_Descrizione del problema:_
Cita testualmente il passo del brano che parte dalle parole "Si potrebbe pensare" e si chiude con le parole "milioni di euro.".

_Brano:_
----

Decisioni sotto le Piramidi
In azienda si avverte uno spirito di rivalsa e sfiducia dei capi egiziani
sui dirigenti italiani. L’aria è pesante. Gli acquisti sono teleguidati dal
Cairo. Il vero uomo forte è il giovane egiziano Khaled Bichara. Sotto la sua
direzione la telefonia fissa ha visto ridursi i margini da 621 a 595 milioni
di euro. Nonostante la performance, il pupillo di Sawiris (già arrestato nel
2004 negli Stati Uniti per frode poi sanata con un’ammissione parziale di
colpa e una multa) è stato promosso direttore generale con le deleghe più
pesanti.
Si potrebbe pensare che l’operazione Tele2 sia farina del suo sacco, essendo
Bichara competente sull’area del telefono fisso. Invece sembra cheil grande
sponsor dell’acquisto sia Alessandro Benedetti, il discusso mediatore
dell’operazione Wind, mister 90 milioni di euro.

----

Elementi del dataset:
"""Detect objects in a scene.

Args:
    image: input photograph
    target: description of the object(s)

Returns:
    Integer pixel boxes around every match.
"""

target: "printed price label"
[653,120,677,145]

----

_Soluzione proposta:_
Si potrebbe pensare che l’operazione Tele2 sia farina del suo sacco, essendo
Bichara competente sull’area del telefono fisso. Invece sembra cheil grande
sponsor dell’acquisto sia Alessandro Benedetti, il discusso mediatore
dell’operazione Wind, mister 90 milioni di euro.